Description of the task = Every line below that holds the string "positive" should be copied out.

*** Data for the task ***

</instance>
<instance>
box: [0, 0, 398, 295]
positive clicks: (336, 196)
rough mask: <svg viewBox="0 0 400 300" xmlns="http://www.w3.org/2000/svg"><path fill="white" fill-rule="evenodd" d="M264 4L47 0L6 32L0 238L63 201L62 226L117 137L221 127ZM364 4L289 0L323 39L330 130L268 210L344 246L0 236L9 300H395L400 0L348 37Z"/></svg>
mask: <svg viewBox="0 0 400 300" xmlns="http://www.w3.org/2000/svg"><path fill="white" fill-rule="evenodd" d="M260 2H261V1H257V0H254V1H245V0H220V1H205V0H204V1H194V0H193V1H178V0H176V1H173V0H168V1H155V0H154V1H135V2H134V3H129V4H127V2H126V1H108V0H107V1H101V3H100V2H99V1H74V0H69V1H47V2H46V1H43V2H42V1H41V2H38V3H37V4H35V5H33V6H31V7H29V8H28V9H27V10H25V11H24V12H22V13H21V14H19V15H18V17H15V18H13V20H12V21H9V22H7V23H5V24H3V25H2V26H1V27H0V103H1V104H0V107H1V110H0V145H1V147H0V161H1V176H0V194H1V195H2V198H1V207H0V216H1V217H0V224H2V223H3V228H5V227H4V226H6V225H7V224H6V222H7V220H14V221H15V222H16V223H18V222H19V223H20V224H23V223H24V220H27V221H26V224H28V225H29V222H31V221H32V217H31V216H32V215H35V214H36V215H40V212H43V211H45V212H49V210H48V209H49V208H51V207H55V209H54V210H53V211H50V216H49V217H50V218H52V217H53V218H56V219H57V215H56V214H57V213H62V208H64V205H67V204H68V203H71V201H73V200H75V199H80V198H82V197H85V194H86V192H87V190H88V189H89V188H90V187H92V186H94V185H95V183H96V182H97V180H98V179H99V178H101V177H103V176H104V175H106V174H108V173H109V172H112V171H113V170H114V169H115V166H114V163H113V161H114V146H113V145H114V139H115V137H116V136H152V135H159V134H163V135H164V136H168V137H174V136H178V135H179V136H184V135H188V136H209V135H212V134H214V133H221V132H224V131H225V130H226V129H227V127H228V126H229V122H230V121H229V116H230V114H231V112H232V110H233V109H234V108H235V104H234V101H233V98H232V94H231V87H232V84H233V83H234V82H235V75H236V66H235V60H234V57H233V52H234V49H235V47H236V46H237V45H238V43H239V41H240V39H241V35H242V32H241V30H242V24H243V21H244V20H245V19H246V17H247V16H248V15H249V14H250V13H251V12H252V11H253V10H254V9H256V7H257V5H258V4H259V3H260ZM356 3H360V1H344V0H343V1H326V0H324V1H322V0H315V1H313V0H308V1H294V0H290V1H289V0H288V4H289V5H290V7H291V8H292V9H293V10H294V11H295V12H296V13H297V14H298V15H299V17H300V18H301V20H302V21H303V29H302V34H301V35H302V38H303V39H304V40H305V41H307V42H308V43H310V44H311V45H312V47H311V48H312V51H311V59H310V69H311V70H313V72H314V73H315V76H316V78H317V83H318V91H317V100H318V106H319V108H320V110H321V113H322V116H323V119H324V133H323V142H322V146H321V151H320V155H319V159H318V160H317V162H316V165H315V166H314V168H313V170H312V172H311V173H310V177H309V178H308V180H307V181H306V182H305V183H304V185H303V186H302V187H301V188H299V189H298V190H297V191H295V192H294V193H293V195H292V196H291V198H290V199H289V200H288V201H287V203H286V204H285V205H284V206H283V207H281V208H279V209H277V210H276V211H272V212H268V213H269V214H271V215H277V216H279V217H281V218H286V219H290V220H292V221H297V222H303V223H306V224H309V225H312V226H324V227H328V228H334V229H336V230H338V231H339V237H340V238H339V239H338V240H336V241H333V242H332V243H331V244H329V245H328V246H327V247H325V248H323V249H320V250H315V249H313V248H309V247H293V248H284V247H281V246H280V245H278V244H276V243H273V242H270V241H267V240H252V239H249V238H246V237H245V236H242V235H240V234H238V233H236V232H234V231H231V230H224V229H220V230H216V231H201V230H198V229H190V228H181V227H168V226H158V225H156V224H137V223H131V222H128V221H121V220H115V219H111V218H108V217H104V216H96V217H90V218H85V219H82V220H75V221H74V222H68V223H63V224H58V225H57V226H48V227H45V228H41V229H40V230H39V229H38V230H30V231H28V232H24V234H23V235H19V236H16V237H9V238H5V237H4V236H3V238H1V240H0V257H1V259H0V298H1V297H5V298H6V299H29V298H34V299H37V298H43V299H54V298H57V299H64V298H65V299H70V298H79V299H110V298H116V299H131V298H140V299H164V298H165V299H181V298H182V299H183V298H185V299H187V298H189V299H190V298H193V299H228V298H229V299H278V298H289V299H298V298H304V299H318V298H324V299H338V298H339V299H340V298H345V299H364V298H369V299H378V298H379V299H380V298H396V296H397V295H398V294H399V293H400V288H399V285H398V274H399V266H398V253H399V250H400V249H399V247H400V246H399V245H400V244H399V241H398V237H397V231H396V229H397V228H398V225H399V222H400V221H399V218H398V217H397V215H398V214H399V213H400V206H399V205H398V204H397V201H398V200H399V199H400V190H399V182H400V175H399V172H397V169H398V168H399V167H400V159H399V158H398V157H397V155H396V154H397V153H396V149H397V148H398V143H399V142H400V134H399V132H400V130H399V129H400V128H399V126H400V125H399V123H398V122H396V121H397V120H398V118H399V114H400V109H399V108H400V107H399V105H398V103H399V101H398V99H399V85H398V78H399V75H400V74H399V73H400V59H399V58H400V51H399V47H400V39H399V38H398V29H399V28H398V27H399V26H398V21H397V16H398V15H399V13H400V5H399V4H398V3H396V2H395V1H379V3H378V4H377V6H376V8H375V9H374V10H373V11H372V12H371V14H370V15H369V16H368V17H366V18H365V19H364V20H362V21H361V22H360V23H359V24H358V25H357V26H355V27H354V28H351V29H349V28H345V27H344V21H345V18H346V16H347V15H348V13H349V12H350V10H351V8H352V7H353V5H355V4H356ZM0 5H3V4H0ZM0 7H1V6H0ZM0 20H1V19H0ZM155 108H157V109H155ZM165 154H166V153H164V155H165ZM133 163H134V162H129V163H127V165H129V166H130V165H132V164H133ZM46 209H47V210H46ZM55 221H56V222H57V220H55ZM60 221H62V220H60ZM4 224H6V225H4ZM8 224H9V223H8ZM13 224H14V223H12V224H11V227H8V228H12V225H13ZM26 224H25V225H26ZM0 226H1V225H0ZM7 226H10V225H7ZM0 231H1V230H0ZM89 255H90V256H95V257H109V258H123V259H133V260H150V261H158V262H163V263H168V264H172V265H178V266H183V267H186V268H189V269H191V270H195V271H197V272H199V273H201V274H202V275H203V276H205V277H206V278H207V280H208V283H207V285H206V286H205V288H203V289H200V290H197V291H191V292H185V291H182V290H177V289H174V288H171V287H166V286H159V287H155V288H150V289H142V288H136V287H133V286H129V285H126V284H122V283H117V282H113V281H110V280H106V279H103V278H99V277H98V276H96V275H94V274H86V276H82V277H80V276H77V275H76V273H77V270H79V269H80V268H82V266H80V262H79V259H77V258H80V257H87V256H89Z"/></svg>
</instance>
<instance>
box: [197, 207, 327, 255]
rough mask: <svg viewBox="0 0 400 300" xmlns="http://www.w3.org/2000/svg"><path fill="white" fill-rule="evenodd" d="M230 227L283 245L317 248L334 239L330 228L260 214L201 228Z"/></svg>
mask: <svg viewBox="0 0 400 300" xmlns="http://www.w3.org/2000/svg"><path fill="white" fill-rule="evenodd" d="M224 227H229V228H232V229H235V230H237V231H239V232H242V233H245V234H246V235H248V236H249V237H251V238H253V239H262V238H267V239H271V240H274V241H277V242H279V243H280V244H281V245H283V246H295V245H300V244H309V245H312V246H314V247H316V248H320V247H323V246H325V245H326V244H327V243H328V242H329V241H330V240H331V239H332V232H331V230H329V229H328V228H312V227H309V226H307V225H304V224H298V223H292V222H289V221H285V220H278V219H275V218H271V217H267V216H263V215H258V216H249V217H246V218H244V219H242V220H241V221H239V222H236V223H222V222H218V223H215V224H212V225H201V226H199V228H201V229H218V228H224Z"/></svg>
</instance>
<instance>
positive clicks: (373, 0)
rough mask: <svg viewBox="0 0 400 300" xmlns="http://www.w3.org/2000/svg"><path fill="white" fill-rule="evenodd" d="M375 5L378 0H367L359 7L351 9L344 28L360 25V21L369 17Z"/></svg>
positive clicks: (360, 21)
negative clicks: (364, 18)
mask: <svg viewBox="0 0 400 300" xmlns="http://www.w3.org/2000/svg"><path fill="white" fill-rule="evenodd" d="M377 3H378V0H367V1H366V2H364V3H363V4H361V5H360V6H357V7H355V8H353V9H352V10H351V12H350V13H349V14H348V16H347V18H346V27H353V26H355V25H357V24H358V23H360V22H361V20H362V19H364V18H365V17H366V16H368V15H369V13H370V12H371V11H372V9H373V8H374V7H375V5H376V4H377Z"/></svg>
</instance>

*** End of Data for the task ***

Answer for this exercise =
positive clicks: (336, 196)
positive clicks: (373, 0)
positive clicks: (360, 21)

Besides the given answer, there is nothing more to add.